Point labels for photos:
◆ ◆ ◆ ◆

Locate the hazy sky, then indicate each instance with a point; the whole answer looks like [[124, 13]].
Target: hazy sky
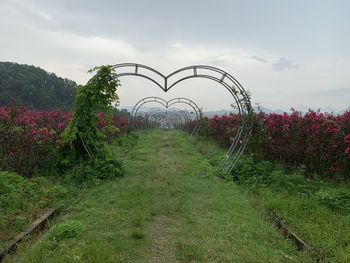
[[286, 53]]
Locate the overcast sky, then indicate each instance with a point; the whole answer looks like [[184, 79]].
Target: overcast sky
[[286, 53]]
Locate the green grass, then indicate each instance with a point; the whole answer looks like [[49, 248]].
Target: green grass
[[168, 208], [22, 200]]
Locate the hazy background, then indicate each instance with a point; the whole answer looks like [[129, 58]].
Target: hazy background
[[286, 53]]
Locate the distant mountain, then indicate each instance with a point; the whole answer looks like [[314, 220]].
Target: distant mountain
[[34, 88]]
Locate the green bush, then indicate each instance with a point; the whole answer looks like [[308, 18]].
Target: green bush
[[64, 231], [22, 200], [102, 167], [335, 199]]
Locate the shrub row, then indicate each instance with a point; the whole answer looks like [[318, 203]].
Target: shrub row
[[318, 141], [30, 139]]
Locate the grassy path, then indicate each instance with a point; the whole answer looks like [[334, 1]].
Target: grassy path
[[166, 209]]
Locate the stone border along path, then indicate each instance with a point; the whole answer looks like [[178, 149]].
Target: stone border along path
[[35, 226], [163, 211]]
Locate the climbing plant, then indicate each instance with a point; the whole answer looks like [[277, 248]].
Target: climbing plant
[[81, 139]]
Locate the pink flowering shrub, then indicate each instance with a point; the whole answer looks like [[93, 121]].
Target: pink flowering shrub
[[30, 139]]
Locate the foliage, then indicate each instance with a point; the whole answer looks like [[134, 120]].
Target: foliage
[[22, 200], [335, 199], [97, 169], [258, 175], [64, 231], [164, 203], [34, 88]]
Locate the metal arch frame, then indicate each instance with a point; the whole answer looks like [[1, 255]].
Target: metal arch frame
[[240, 96], [182, 113], [168, 104]]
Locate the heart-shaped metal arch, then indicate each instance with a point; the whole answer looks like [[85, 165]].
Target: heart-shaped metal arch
[[177, 116], [167, 105], [240, 96], [183, 115]]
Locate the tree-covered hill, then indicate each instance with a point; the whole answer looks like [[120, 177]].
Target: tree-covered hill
[[34, 88]]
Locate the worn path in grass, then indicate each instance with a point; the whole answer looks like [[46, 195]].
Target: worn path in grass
[[167, 208]]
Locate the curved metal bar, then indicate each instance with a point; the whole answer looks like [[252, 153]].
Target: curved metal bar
[[241, 99], [160, 112], [184, 114]]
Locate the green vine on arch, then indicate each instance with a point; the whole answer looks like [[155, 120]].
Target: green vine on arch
[[82, 140]]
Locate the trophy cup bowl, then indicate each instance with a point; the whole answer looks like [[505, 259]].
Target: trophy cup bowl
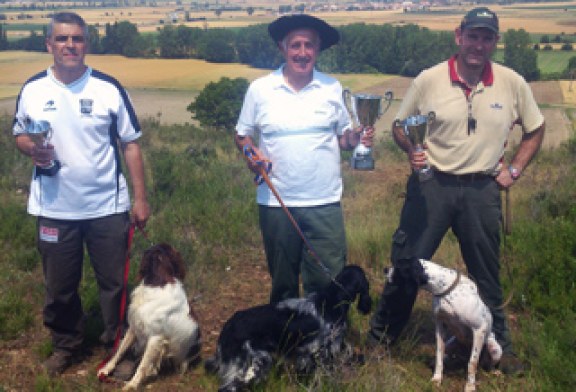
[[364, 109], [415, 128], [40, 132]]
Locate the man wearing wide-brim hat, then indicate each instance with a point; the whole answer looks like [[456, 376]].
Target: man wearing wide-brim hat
[[298, 117]]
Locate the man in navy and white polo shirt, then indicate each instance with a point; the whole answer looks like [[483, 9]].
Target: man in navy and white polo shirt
[[84, 200]]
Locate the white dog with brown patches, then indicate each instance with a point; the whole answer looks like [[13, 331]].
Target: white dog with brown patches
[[163, 326], [458, 309]]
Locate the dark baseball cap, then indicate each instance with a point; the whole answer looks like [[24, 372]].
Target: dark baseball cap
[[480, 17], [287, 23]]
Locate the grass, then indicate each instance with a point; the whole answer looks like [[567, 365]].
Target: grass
[[203, 205]]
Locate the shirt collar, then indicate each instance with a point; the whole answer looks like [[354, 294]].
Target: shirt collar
[[487, 78], [280, 82]]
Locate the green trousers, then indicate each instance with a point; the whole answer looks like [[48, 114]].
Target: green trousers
[[471, 207], [287, 255]]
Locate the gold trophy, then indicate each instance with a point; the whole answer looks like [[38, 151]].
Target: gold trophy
[[415, 128], [364, 109], [41, 132]]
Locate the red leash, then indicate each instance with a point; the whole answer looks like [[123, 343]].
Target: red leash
[[122, 305]]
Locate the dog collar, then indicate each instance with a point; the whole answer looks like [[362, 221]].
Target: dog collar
[[452, 286]]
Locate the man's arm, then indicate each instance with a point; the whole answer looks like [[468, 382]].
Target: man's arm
[[135, 165], [529, 146], [417, 159]]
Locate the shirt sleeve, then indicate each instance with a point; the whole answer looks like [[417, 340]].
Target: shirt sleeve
[[246, 124]]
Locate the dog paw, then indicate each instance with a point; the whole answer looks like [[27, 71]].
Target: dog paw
[[130, 386], [104, 372]]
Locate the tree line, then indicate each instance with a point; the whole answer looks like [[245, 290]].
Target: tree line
[[364, 48]]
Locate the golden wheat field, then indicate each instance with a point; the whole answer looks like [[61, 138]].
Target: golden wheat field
[[546, 18]]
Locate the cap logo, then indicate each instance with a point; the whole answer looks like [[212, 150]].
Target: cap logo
[[484, 14]]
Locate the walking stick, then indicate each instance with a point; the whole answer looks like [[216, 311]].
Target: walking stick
[[264, 167], [508, 213]]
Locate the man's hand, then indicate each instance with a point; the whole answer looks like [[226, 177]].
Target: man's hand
[[417, 159]]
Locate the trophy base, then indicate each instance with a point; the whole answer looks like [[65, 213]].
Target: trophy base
[[48, 171], [362, 162], [425, 174]]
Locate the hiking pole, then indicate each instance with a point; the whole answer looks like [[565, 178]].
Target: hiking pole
[[264, 166], [508, 219]]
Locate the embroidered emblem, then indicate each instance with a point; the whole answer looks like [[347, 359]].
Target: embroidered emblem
[[49, 106], [86, 106], [48, 234]]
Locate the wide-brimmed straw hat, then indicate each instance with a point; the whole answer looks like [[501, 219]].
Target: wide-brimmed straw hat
[[287, 23], [480, 17]]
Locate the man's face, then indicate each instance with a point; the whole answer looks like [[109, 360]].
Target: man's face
[[476, 46], [68, 46], [300, 49]]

◆ ◆ ◆ ◆

OBJECTIVE
Copy out the material word for word, starting with the line that contains "Locate the tree-covered" and going on through the line that contains "[[487, 78], [280, 82]]". Leave the pictures out.

CORRECT RESULT
Locate the tree-covered hill, then indicate each instance with a point; the whole answer looks like [[120, 177]].
Target: tree-covered hill
[[34, 88]]
Locate the worn path in grass, then indicate each instance with a point; the whole answer looks like [[46, 195]].
Target: worn path in grass
[[167, 208]]
Locate the curved metal bar, then indicate each instance with a point; the whole answer looks like [[252, 153]].
Target: curved metal bar
[[241, 99], [160, 112], [184, 114]]
Locate the green vine on arch, then indicate each instance with a point; the whole answer looks like [[155, 120]].
Target: green vine on arch
[[82, 140]]
Locate the trophy cup bowl, then indicate each instance with a point; the whole answer looks like [[505, 259]].
Target: trophy cup bowl
[[364, 109], [415, 128], [40, 132]]
Locate the man wearing wide-brim hat, then indicate each instance with a point; the whole answer looks like [[456, 376]].
Target: man wearing wide-brim hat
[[298, 117]]
Locate the man in navy and white polo shirt, then indicate each instance with a point; the whole answer looks like [[483, 9]].
Target: man in navy and white polo shirt
[[84, 200]]
Locate the white dog with brown patches, then indicate each instance with a point; the whole answer looks like [[13, 331]].
Target: white dog with brown patches
[[163, 326], [458, 309]]
Locate the dark baseball cap, then indicate each instance with a point; the whole answer looks like [[24, 372]].
Target: dark baseball cap
[[480, 17], [287, 23]]
Locate the grass, then indicate each instance with a point; the whole answer looks like [[567, 365]].
Target: grass
[[203, 205]]
Locate the shirt collar, then indicate each instance with a point; the whole answer looks like [[354, 294]].
Target: shirt collar
[[487, 78], [280, 82]]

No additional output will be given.